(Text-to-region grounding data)
....................
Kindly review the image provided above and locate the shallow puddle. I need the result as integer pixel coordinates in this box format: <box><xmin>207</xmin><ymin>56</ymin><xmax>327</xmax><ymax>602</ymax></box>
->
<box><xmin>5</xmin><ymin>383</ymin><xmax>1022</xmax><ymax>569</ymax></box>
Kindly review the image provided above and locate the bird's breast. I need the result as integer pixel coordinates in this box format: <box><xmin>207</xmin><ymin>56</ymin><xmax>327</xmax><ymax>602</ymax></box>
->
....................
▶ _Exercise_
Gather each line of the records holding the string "above".

▶ _Response_
Kindly review the image provided above and locate the shallow puddle. I need the result as integer pixel coordinates in this box format: <box><xmin>207</xmin><ymin>56</ymin><xmax>327</xmax><ymax>602</ymax></box>
Kindly review the image provided above and locate the bird's breast. I need the result as integer pixel coordinates in this box format: <box><xmin>207</xmin><ymin>56</ymin><xmax>327</xmax><ymax>602</ymax></box>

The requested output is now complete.